--- Supplied information ---

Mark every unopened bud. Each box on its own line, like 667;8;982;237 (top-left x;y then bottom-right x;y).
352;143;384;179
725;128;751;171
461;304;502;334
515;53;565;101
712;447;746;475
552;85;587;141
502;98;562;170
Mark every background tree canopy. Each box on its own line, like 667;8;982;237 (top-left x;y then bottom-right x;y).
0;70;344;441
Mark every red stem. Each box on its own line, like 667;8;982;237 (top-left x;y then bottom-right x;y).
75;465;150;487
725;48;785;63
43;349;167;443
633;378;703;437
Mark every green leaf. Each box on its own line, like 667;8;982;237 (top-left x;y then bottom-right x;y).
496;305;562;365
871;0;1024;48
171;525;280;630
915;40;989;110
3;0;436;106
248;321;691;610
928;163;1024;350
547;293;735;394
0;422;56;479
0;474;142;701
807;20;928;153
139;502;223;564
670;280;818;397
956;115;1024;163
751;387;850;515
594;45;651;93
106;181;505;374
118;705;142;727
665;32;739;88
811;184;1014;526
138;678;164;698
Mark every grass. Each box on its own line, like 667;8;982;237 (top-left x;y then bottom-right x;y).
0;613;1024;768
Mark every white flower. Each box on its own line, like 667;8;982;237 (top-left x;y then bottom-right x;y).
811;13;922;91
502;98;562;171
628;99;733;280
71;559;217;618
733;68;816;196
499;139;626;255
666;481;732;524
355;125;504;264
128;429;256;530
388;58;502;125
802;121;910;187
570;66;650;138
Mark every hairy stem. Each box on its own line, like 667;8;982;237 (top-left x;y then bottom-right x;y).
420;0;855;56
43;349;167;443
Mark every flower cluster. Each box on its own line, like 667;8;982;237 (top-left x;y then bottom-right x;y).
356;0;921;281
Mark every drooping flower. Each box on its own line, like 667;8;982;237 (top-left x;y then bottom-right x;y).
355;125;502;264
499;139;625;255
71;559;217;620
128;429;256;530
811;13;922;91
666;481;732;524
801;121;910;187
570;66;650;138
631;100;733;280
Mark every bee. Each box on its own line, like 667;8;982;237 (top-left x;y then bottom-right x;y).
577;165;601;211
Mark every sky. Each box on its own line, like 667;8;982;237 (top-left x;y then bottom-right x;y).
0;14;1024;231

---

* Goal *
Copy out the whole listing above, putting "Outline" in place of "Mark" each time it appears and leaving every other word unchanged.

* Exercise solution *
Outline every unopened bud. Each box on its own line, like 667;8;982;237 (top-left x;y then bottom-right x;y).
352;143;384;179
725;128;751;171
461;304;502;334
515;53;565;101
712;447;746;475
552;85;587;141
502;98;562;170
Outline every background tree canopy. Each box on its own line, like 667;8;982;237 (top-left x;y then bottom-right x;y).
0;70;344;441
Outline every red stem. Each box on its own line, like 667;8;982;237 (top-left x;y then bottom-right x;y).
75;465;150;487
725;48;785;63
43;349;167;443
633;378;703;437
Outline every green leaf. Each box on its own line, like 667;8;982;237 (top-left x;y then bottom-right x;y).
496;305;562;365
871;0;1024;48
171;525;280;630
915;40;989;110
3;0;436;106
248;321;691;610
928;163;1024;350
547;293;735;394
0;422;56;479
0;474;142;701
807;20;928;153
139;502;223;564
670;280;818;397
956;115;1024;163
751;387;850;515
594;45;651;93
106;181;505;374
118;705;142;727
665;32;739;88
811;184;1014;526
138;678;164;698
Outline every grass. Each box on its own line, like 667;8;982;237 (top-left x;y then bottom-right x;y).
0;613;1024;768
Outline every white flower. Each box on its own line, like 667;8;982;237 (top-left x;y then bottom-right x;y).
811;13;922;91
502;98;562;171
628;99;733;280
71;559;217;618
733;68;816;196
499;139;626;255
666;481;732;524
355;125;504;264
128;429;256;530
388;58;502;125
802;121;910;187
570;66;650;138
Outline every hairy stem. Each box on its own line, like 667;8;982;237 (top-left x;y then bottom-right x;y).
420;0;855;56
43;349;167;443
Outline every flower cluster. Each box on its own line, like 667;8;982;237 (top-left x;y then bottom-right x;y).
356;0;921;281
Outline every drooping flower. Each box on its own line, like 667;8;982;237 (top-left x;y then bottom-right x;y).
355;125;502;264
499;139;625;255
71;559;217;620
128;429;256;530
811;13;922;91
666;481;732;524
801;121;910;187
570;66;650;138
631;100;733;280
Outline every bee. Each box on its own line, like 667;8;982;237 (top-left x;y then bottom-right x;y).
577;165;601;211
Outline every sky. Each box on its own line, like 667;8;982;237 (top-left x;y then bottom-right x;y).
0;14;1024;231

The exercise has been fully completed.